*What the exercise asks*. Write the entries out again. Every character must match.

*Stored entries*.
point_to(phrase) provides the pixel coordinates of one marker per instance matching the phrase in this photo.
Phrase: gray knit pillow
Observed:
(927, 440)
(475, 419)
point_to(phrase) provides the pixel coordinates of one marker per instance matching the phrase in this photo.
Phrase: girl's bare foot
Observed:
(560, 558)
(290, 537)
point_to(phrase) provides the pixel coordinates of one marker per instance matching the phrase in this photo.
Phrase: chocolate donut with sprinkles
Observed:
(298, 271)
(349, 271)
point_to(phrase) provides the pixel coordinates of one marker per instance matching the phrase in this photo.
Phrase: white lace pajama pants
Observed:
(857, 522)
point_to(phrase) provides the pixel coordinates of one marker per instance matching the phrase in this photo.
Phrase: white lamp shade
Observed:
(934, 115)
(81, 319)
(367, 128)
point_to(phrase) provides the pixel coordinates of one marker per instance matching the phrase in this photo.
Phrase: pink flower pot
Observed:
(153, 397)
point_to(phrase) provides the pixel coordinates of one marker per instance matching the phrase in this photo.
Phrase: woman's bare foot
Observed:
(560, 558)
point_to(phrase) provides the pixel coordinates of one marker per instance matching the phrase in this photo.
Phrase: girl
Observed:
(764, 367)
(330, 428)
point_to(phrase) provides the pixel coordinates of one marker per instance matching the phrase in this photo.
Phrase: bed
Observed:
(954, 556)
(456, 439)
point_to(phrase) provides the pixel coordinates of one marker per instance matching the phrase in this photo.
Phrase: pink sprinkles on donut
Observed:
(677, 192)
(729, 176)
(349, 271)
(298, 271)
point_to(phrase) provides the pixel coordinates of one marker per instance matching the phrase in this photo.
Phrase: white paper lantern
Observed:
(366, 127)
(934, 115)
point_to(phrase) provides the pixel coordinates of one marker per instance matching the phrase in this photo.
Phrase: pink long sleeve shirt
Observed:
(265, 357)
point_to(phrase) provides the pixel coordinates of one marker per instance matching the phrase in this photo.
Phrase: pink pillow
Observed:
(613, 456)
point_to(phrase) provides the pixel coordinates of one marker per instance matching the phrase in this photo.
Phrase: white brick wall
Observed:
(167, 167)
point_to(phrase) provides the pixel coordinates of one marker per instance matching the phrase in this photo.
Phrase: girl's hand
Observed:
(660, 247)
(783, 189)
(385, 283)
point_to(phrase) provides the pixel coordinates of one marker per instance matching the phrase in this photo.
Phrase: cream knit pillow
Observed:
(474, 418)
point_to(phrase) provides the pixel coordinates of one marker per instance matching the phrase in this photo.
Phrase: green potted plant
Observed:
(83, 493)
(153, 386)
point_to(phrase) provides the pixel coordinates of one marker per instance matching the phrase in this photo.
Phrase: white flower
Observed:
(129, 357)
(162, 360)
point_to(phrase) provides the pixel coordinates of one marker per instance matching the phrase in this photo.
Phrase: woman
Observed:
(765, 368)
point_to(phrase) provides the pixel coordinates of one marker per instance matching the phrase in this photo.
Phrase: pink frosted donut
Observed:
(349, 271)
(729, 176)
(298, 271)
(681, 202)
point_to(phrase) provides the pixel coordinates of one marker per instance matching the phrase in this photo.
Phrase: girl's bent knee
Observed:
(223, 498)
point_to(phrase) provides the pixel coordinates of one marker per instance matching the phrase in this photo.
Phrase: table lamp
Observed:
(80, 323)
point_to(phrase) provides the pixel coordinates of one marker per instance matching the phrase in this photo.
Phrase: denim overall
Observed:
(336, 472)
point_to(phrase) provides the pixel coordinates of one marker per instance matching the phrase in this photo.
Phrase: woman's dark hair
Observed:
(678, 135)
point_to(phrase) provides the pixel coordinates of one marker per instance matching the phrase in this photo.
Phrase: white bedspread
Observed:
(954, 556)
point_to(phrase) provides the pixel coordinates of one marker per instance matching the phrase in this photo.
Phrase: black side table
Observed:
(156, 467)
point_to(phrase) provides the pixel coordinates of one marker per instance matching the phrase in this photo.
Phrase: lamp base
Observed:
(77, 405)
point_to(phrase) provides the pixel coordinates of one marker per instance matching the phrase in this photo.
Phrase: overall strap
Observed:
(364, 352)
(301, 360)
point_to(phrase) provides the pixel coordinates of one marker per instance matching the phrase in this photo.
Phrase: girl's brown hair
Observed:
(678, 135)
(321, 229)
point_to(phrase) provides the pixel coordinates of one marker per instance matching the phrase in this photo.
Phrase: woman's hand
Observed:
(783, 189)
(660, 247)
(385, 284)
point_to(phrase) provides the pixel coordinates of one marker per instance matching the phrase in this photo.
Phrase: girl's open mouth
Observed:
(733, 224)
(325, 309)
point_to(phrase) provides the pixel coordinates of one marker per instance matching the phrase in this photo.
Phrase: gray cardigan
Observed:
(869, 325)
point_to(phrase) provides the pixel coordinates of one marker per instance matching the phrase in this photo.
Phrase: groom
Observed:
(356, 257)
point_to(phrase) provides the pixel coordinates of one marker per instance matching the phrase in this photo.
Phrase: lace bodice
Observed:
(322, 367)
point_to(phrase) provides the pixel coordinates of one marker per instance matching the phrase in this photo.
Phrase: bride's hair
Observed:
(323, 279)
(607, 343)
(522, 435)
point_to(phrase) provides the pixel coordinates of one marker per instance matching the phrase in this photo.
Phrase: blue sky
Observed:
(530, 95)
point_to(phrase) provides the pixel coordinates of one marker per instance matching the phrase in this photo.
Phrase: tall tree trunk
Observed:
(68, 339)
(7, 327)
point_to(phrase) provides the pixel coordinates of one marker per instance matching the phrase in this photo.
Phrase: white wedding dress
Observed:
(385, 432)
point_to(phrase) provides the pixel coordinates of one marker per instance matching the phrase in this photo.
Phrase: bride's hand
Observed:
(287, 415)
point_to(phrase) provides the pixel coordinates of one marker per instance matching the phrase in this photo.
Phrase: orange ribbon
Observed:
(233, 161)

*Task answer*.
point_to(phrase) provides the pixel coordinates of one marker per instance matching the phrase in this photo.
Phrase: gray knit pillow
Observed:
(927, 440)
(475, 419)
point_to(phrase) provides the pixel coordinates of one marker per instance matching the phrase in this photo.
Phrase: girl's bare foot
Observed:
(560, 558)
(290, 537)
point_to(phrase) provides the pixel coordinates of one marker per instance matching the phrase in this photo.
Phrase: chocolate donut with sprinkles
Observed:
(298, 271)
(349, 271)
point_to(phrase) provides the pixel coordinates of one marker per instance matching the phrase in this photo.
Phrase: white lace pajama pants
Observed:
(857, 522)
point_to(phrase) provides the pixel coordinates of one marker per instance matching the phrase in this photo.
Phrase: white lamp shade
Observed:
(934, 115)
(81, 319)
(367, 128)
point_to(phrase) provides the pixel coordinates of one marker per instance matching the phrase in this photo.
Phrase: pink flower pot
Observed:
(153, 397)
point_to(phrase) provides the pixel coordinates of one marker per instance matching the phrase in this photo.
Phrase: woman's bare foot
Observed:
(560, 558)
point_to(phrase) provides the pixel coordinates of one marker per instance matching the phrase in this photo.
Phrase: girl
Observed:
(764, 367)
(330, 428)
point_to(phrase) provides the pixel coordinates of one marker per instance matching the phrase in this photo.
Phrase: bed
Observed:
(954, 556)
(456, 439)
point_to(phrase) provides the pixel coordinates of one marker per instance matching the phrase in this photo.
Phrase: pink sprinkles on donut
Observed:
(677, 192)
(729, 176)
(349, 271)
(298, 271)
point_to(phrase) provides the pixel coordinates of one marker per instance matching the phrase in this photo.
Phrase: white paper lantern
Observed:
(366, 127)
(934, 115)
point_to(phrase) provides the pixel coordinates of one marker per instance matching the phrase in this photo.
Phrase: pink long sleeve shirt
Observed:
(265, 357)
point_to(phrase) provides the pixel coordinates of one marker per instance matching the phrase in this photo.
Phrase: pink pillow
Observed:
(613, 456)
point_to(phrase) provides the pixel coordinates of one marker per instance matching the phrase in this photo.
Phrase: white brick wall
Observed:
(167, 167)
point_to(phrase) provides the pixel coordinates of one marker per instance matching the phrase in this photo.
Phrase: girl's hand
Observed:
(660, 247)
(783, 189)
(385, 283)
point_to(phrase) provides the pixel coordinates of one marker per instance matching the phrase in this photo.
Phrase: cream knit pillow
Observed:
(474, 418)
point_to(phrase) provides the pixel coordinates of one marker per instance matching the phrase in this photo.
Phrase: green potted plant
Observed:
(83, 493)
(153, 386)
point_to(phrase) provides the pixel coordinates of one marker per instance matching the phrase in this photo.
Phrase: white flower
Observed:
(129, 357)
(162, 360)
point_to(phrase) provides the pixel coordinates of one marker per instance matching the phrase in this photo.
Phrase: woman
Observed:
(765, 368)
point_to(phrase) provides the pixel coordinates of one marker per instance matching the phrase in this photo.
Phrase: pink frosted donut
Observed:
(349, 271)
(729, 176)
(298, 271)
(681, 202)
point_to(phrase) provides the pixel coordinates of one marker per instance matching the phrase in this photo.
Phrase: girl's bent knee
Observed:
(223, 498)
point_to(phrase) provides the pixel coordinates of one marker per instance matching the phrase in this photo.
Phrase: table lamp
Observed:
(80, 323)
point_to(phrase) provides the pixel coordinates of one marker per instance matching the phrase in this photo.
Phrase: denim overall
Observed:
(336, 472)
point_to(phrase) provides the pixel coordinates of one marker per instance matching the phrase in this photo.
Phrase: woman's dark hair
Observed:
(678, 135)
point_to(phrase) provides the pixel coordinates of one marker per instance matching the phrase in this photo.
Phrase: white bedspread
Observed:
(954, 556)
point_to(phrase) provides the pixel coordinates of one marker per instance matching the phrase in this photo.
Phrase: black side table
Observed:
(156, 467)
point_to(phrase) provides the pixel coordinates of one marker per instance matching the phrase in this photo.
Phrase: lamp base
Observed:
(77, 405)
point_to(phrase) provides the pixel coordinates of one marker per instance matching the phrase in this photo.
Phrase: overall strap
Observed:
(364, 352)
(301, 360)
point_to(phrase) provides the pixel coordinates of one marker per instance matching the phrase in this photo.
Phrase: girl's brown hair
Observed:
(678, 135)
(321, 229)
point_to(phrase) provides the pixel coordinates of one marker per instance matching the phrase in this photo.
Phrase: woman's hand
Observed:
(783, 189)
(660, 247)
(385, 284)
point_to(phrase) provides the pixel coordinates of one marker per instance matching the phrase in this photo.
Phrase: girl's open mouth
Observed:
(733, 224)
(325, 309)
point_to(phrase) provides the pixel coordinates of one marker per instance matching the phrase in this photo.
Phrase: gray cardigan
Observed:
(869, 325)
point_to(phrase) provides the pixel coordinates of one marker per instance matching the phrase in this photo.
Phrase: groom
Observed:
(356, 257)
point_to(phrase) provides the pixel coordinates of one marker per instance matching the phrase in this photo.
Phrase: lace bodice
Observed:
(322, 367)
point_to(phrase) provides the pixel coordinates of one marker per instance matching the phrase in this photo.
Phrase: bride's hair
Observed:
(323, 279)
(607, 343)
(522, 435)
point_to(phrase) provides the pixel coordinates of one marker per instance matching the phrase in this photo.
Phrase: blue sky
Observed:
(530, 95)
point_to(phrase) provides the pixel coordinates of one marker per instance matching the phrase in this photo.
Phrase: tall tree trunk
Observed:
(68, 339)
(7, 327)
point_to(phrase) provides the pixel coordinates of one marker per instance matching the phrase in this photo.
Phrase: white wedding dress
Observed:
(385, 432)
point_to(phrase) provides the pixel coordinates of one marker per instance matching the phrase in this photo.
Phrase: bride's hand
Observed:
(287, 415)
point_to(phrase) provides the pixel coordinates of one marker per instance matching the phrase in this photo.
Phrase: orange ribbon
Observed:
(233, 161)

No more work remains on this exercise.